→ **Request**: Copy out the following data verbatim, from the line containing "Query: stork's long slender neck" up to and including the line containing "291), (456, 298)]".

Boundary labeling items:
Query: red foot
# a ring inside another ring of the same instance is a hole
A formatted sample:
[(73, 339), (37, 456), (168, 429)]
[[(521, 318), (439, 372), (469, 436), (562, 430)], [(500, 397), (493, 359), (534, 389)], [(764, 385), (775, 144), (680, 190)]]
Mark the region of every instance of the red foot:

==

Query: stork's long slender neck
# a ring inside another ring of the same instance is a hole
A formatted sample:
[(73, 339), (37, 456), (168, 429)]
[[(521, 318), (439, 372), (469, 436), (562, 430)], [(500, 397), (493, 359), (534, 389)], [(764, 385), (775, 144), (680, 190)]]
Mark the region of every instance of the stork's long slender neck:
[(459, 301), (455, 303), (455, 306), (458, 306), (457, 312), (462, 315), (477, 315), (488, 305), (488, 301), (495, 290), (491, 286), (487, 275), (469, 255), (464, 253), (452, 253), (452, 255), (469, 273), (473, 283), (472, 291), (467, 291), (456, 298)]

→ **Written response**:
Query: stork's long slender neck
# a ring inside another ring of the same instance is a hole
A formatted sample:
[(73, 339), (37, 456), (168, 429)]
[[(521, 318), (439, 372), (469, 436), (562, 430)], [(500, 397), (493, 359), (534, 389)], [(764, 385), (775, 144), (680, 190)]]
Mark the region of every instance of the stork's long slender neck:
[(459, 301), (455, 303), (455, 306), (458, 306), (457, 312), (462, 315), (477, 315), (488, 305), (488, 301), (495, 290), (491, 286), (487, 275), (469, 255), (464, 253), (452, 253), (452, 255), (469, 273), (473, 283), (472, 291), (467, 291), (456, 298)]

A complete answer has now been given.